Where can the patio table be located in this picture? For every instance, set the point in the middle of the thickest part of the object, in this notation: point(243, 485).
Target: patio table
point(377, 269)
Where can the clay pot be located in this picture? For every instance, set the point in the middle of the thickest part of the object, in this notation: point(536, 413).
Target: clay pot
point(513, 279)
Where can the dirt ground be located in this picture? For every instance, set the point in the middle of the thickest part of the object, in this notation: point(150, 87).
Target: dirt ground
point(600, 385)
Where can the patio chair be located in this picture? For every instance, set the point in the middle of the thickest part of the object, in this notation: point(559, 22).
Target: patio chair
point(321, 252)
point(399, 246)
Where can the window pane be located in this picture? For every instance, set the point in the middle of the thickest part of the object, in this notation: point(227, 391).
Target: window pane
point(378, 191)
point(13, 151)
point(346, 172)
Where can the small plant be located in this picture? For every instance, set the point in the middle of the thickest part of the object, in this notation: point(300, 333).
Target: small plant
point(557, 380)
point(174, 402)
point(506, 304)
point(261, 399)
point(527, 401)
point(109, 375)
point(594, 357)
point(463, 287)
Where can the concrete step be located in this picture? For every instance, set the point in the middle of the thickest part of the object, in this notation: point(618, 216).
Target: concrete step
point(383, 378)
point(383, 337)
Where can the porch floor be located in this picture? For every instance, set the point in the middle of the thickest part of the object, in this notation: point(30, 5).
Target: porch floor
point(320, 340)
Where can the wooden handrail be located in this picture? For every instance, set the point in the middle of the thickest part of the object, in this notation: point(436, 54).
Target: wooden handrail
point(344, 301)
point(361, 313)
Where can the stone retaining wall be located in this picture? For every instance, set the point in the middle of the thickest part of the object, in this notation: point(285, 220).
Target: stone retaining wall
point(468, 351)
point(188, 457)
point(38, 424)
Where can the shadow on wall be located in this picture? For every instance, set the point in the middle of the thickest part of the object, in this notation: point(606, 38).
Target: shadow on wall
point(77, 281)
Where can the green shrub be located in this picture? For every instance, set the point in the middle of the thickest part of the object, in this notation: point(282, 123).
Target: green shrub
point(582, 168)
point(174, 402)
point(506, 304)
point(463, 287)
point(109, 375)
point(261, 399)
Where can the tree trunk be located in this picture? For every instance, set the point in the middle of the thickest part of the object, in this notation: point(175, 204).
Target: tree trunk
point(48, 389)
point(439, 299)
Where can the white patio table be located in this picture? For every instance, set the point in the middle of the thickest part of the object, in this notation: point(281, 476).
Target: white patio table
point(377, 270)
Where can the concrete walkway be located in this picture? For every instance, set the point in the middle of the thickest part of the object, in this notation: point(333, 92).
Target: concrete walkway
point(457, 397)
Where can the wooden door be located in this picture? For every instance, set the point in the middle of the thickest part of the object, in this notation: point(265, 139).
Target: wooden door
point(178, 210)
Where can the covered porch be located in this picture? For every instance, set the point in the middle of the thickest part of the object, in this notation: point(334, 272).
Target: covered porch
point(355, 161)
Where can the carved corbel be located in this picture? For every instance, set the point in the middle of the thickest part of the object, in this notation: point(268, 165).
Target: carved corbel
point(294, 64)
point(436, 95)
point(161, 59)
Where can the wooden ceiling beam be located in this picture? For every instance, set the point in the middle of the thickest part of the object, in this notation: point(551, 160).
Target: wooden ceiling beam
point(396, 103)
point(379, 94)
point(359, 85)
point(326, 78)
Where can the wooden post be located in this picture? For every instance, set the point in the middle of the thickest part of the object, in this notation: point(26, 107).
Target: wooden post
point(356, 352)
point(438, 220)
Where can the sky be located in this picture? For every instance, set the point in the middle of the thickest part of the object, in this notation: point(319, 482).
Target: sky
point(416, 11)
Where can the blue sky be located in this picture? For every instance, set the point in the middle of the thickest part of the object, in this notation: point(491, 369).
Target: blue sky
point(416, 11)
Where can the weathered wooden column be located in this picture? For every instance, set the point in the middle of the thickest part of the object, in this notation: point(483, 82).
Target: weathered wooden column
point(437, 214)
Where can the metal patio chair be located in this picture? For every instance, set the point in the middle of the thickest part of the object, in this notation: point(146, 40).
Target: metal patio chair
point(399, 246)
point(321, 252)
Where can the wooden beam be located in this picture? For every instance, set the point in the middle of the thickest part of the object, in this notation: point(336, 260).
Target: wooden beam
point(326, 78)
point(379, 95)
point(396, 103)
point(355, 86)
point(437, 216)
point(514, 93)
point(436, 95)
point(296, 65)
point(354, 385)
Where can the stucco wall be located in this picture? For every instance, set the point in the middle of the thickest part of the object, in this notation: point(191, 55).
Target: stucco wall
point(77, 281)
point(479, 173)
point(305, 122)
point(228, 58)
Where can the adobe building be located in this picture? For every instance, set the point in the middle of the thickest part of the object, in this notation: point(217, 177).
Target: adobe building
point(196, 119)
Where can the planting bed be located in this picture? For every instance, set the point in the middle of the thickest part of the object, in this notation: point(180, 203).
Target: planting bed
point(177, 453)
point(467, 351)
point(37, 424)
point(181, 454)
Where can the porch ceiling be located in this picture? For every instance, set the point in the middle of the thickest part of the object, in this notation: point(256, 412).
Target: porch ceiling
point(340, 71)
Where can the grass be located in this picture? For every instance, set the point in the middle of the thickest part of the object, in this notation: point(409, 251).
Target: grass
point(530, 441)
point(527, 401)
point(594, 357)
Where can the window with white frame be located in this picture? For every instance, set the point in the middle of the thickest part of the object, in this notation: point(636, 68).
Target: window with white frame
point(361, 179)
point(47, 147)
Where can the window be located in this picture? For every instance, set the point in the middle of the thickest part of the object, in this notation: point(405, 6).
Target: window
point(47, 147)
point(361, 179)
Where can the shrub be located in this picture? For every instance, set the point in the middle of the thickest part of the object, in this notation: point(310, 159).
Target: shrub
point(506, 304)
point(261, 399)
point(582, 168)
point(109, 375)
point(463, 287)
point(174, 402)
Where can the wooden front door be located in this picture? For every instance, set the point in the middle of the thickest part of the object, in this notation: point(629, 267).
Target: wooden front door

□ □ □ □ □ □ □

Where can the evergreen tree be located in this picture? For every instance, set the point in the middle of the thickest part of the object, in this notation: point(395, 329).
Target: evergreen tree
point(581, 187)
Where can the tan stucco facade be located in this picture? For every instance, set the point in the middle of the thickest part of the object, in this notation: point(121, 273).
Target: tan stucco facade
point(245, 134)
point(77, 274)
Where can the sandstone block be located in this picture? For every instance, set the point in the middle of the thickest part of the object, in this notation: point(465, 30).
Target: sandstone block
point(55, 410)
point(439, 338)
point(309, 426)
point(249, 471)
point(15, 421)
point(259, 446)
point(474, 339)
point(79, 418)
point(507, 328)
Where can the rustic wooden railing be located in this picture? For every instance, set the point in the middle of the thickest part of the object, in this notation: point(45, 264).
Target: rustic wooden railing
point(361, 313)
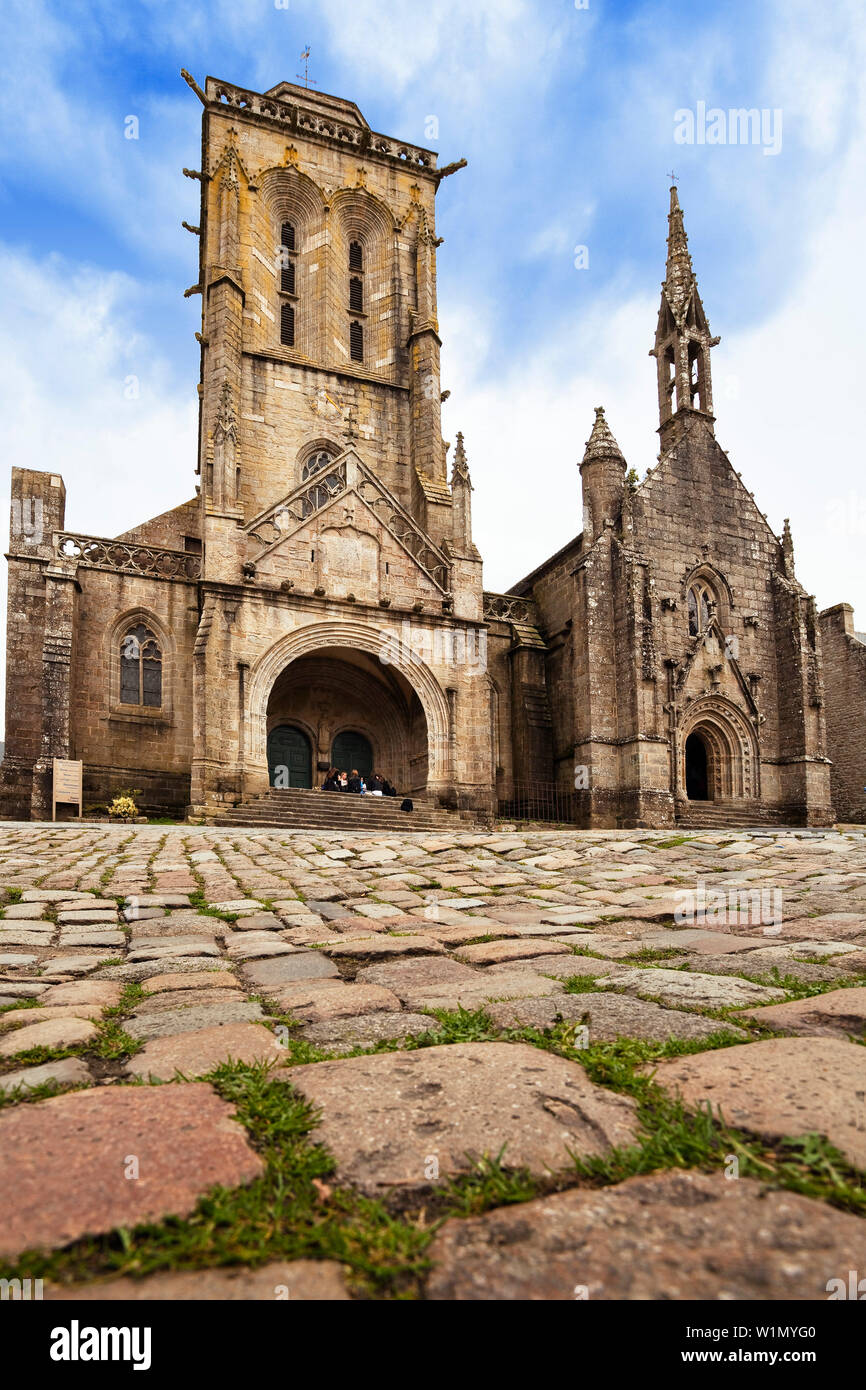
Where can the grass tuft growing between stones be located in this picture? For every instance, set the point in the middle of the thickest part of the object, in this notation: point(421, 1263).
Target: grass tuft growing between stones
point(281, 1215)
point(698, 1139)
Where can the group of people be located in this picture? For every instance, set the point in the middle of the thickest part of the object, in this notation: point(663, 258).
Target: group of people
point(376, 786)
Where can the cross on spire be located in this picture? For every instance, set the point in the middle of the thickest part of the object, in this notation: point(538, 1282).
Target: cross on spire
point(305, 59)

□ □ □ □ □ □ □

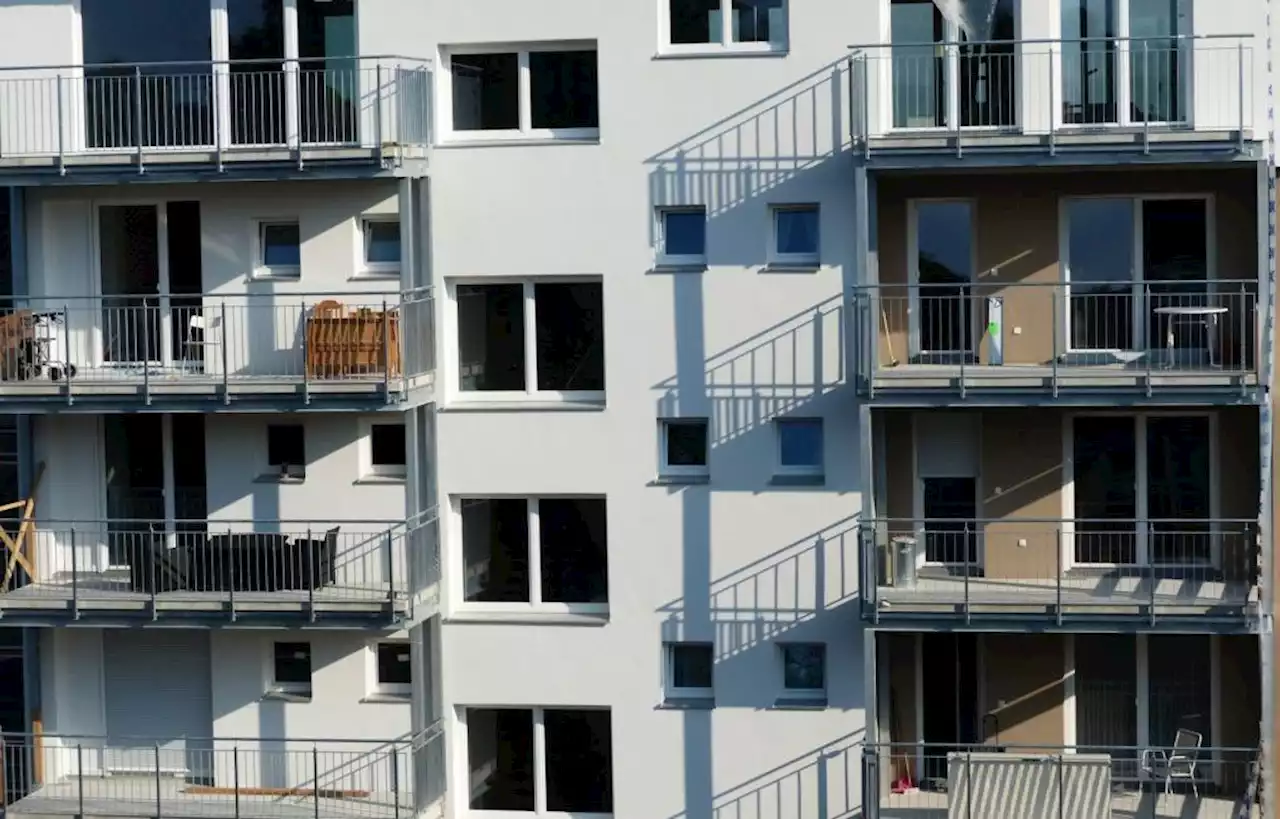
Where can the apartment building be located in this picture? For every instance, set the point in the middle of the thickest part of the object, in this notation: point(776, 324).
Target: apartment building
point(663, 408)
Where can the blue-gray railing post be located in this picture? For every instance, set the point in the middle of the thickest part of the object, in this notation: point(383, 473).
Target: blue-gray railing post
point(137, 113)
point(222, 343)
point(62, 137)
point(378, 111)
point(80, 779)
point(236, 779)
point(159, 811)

□ □ □ □ □ □ □

## GIVEN PROBLEM
Rescale the rows above between the lines holding "Where can the planting" and "point(181, 454)", inclusive, writing out every line again with its request. Multiply each answer point's coordinates by 1.75 and round them to whole numbers, halves going up, but leave the requests and their sample points as they are.

## OUTPUT OF THE TASK
Where can the planting bed be located in this picture? For every instance, set the point in the middle of the thickest part of the object, in this notation: point(180, 203).
Target: planting bed
point(310, 793)
point(817, 614)
point(65, 742)
point(317, 795)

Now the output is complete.